[RECORDS]
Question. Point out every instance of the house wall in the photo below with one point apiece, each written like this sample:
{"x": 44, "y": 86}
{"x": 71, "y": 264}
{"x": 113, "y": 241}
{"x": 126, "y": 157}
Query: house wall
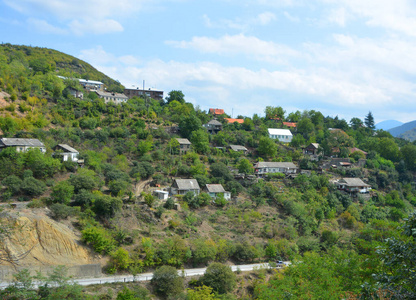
{"x": 281, "y": 138}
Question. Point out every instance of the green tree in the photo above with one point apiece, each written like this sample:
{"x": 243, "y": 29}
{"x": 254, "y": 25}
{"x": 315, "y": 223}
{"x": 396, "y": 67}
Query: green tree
{"x": 167, "y": 282}
{"x": 399, "y": 256}
{"x": 175, "y": 95}
{"x": 267, "y": 147}
{"x": 62, "y": 192}
{"x": 200, "y": 141}
{"x": 369, "y": 121}
{"x": 244, "y": 166}
{"x": 220, "y": 277}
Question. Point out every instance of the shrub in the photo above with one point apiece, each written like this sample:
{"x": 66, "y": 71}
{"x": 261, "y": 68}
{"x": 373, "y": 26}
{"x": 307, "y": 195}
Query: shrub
{"x": 61, "y": 211}
{"x": 220, "y": 277}
{"x": 99, "y": 239}
{"x": 167, "y": 282}
{"x": 62, "y": 192}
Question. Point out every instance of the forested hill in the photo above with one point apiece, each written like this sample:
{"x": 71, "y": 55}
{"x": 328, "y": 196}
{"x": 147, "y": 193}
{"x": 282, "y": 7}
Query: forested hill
{"x": 44, "y": 60}
{"x": 335, "y": 197}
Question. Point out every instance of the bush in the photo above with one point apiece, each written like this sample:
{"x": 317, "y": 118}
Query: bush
{"x": 62, "y": 192}
{"x": 61, "y": 211}
{"x": 33, "y": 187}
{"x": 167, "y": 282}
{"x": 220, "y": 277}
{"x": 99, "y": 239}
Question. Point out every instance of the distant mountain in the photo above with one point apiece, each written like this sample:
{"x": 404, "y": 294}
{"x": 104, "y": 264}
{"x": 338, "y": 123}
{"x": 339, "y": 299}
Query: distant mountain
{"x": 388, "y": 124}
{"x": 409, "y": 135}
{"x": 396, "y": 131}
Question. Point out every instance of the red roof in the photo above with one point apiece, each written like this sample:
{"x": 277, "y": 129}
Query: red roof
{"x": 216, "y": 111}
{"x": 290, "y": 124}
{"x": 229, "y": 120}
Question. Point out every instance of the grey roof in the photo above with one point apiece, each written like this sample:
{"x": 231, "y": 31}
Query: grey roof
{"x": 315, "y": 145}
{"x": 183, "y": 141}
{"x": 353, "y": 182}
{"x": 187, "y": 184}
{"x": 111, "y": 95}
{"x": 67, "y": 148}
{"x": 238, "y": 148}
{"x": 10, "y": 142}
{"x": 214, "y": 122}
{"x": 215, "y": 188}
{"x": 273, "y": 164}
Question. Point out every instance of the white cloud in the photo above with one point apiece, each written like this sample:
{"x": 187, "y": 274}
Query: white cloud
{"x": 265, "y": 18}
{"x": 88, "y": 26}
{"x": 76, "y": 9}
{"x": 81, "y": 17}
{"x": 398, "y": 15}
{"x": 238, "y": 44}
{"x": 44, "y": 27}
{"x": 338, "y": 16}
{"x": 261, "y": 19}
{"x": 290, "y": 17}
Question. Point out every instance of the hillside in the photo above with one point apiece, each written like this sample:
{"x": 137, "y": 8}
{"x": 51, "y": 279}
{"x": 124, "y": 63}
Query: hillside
{"x": 396, "y": 131}
{"x": 327, "y": 194}
{"x": 44, "y": 60}
{"x": 388, "y": 124}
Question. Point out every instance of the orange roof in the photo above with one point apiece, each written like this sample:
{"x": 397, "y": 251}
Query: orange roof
{"x": 290, "y": 124}
{"x": 229, "y": 120}
{"x": 216, "y": 111}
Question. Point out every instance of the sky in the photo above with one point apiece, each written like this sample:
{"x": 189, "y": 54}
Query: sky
{"x": 341, "y": 57}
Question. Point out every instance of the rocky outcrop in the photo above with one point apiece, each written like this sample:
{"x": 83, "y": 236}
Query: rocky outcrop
{"x": 34, "y": 239}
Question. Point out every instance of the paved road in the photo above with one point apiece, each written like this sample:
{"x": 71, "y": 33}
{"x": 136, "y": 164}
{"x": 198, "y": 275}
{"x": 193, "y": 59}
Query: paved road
{"x": 148, "y": 276}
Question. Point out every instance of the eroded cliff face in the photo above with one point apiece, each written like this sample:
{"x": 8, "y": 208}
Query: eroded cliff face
{"x": 34, "y": 239}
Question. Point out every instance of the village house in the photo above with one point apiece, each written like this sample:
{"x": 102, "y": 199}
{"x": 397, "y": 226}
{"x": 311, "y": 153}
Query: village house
{"x": 213, "y": 126}
{"x": 262, "y": 167}
{"x": 88, "y": 85}
{"x": 353, "y": 185}
{"x": 184, "y": 145}
{"x": 214, "y": 190}
{"x": 283, "y": 135}
{"x": 238, "y": 148}
{"x": 91, "y": 85}
{"x": 311, "y": 149}
{"x": 116, "y": 98}
{"x": 290, "y": 124}
{"x": 231, "y": 121}
{"x": 67, "y": 152}
{"x": 216, "y": 111}
{"x": 182, "y": 186}
{"x": 75, "y": 93}
{"x": 151, "y": 93}
{"x": 22, "y": 145}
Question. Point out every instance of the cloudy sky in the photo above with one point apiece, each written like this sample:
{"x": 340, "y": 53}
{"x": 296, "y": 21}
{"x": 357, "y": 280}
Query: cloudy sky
{"x": 341, "y": 57}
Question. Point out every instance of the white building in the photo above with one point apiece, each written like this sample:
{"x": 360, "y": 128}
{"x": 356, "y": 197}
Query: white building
{"x": 283, "y": 135}
{"x": 264, "y": 167}
{"x": 67, "y": 152}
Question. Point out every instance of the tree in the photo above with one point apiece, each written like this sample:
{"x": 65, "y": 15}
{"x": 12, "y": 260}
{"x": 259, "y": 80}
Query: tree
{"x": 62, "y": 192}
{"x": 274, "y": 113}
{"x": 369, "y": 121}
{"x": 167, "y": 282}
{"x": 200, "y": 141}
{"x": 220, "y": 277}
{"x": 399, "y": 256}
{"x": 356, "y": 123}
{"x": 175, "y": 96}
{"x": 189, "y": 124}
{"x": 244, "y": 166}
{"x": 267, "y": 147}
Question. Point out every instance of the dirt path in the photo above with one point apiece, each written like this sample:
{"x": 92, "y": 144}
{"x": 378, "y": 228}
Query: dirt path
{"x": 140, "y": 186}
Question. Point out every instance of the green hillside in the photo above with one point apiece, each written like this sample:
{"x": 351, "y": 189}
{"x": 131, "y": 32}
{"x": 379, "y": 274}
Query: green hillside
{"x": 335, "y": 239}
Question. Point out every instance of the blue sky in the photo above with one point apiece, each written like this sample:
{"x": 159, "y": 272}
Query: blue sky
{"x": 341, "y": 57}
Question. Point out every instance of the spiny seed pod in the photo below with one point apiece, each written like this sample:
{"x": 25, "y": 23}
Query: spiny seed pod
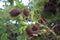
{"x": 29, "y": 31}
{"x": 15, "y": 12}
{"x": 25, "y": 11}
{"x": 43, "y": 20}
{"x": 35, "y": 27}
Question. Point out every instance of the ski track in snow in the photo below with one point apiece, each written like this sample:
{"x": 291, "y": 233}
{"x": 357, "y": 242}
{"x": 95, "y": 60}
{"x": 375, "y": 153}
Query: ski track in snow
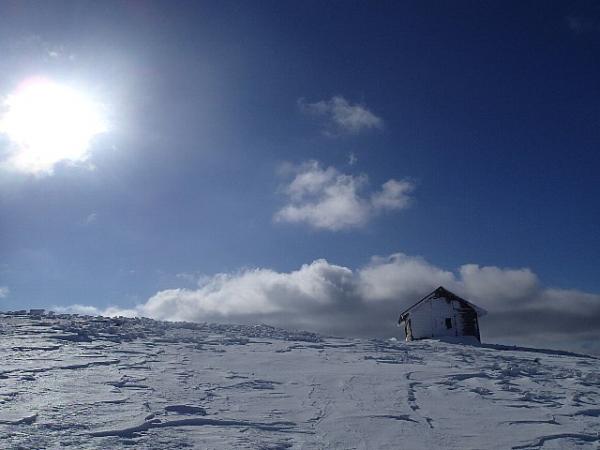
{"x": 83, "y": 382}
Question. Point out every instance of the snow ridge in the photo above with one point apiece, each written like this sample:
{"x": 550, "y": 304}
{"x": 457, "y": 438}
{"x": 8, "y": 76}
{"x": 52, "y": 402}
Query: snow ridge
{"x": 95, "y": 382}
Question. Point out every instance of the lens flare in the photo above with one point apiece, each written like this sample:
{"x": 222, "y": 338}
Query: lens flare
{"x": 47, "y": 123}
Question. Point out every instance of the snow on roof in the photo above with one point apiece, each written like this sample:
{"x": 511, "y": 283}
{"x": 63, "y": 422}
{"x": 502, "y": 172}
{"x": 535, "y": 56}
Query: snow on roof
{"x": 442, "y": 292}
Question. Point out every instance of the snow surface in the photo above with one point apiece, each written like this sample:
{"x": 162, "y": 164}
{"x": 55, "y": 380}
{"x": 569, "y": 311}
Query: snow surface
{"x": 84, "y": 382}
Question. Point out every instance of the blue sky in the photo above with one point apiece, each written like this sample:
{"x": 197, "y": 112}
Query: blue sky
{"x": 485, "y": 116}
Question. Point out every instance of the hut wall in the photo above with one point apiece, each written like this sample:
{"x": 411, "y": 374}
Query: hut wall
{"x": 432, "y": 317}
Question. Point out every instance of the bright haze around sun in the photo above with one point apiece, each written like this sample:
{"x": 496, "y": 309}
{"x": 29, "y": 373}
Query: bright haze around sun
{"x": 48, "y": 122}
{"x": 316, "y": 167}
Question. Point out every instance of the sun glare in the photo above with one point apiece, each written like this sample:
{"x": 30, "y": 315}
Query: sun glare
{"x": 48, "y": 122}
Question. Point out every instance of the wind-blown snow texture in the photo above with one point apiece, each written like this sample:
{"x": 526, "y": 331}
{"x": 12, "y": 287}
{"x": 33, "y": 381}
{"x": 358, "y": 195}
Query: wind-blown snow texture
{"x": 81, "y": 382}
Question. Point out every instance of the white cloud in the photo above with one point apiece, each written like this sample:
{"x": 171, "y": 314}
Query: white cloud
{"x": 328, "y": 199}
{"x": 334, "y": 299}
{"x": 341, "y": 116}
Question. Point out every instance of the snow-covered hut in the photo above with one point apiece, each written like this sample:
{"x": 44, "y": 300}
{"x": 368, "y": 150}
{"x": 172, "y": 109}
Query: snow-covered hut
{"x": 441, "y": 314}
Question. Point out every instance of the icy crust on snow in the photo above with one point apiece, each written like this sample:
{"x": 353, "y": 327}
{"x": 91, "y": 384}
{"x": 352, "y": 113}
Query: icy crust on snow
{"x": 88, "y": 382}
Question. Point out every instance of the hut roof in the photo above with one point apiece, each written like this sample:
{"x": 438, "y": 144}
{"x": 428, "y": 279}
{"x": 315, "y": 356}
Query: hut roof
{"x": 442, "y": 292}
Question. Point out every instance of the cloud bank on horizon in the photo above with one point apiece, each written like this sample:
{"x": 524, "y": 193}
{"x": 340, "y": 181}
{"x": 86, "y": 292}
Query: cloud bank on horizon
{"x": 334, "y": 299}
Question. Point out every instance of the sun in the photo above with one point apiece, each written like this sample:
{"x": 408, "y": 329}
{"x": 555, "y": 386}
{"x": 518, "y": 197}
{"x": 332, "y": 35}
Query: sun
{"x": 48, "y": 122}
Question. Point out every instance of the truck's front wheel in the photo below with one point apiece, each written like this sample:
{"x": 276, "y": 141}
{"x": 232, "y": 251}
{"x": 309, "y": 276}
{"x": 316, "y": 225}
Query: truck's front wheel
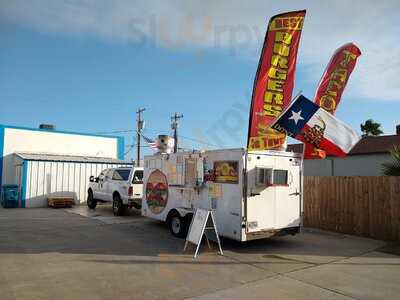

[TASK DETAILS] Report how many lines in the entries above contain the word "cliff". Give only the number.

[FULL OUTPUT] 2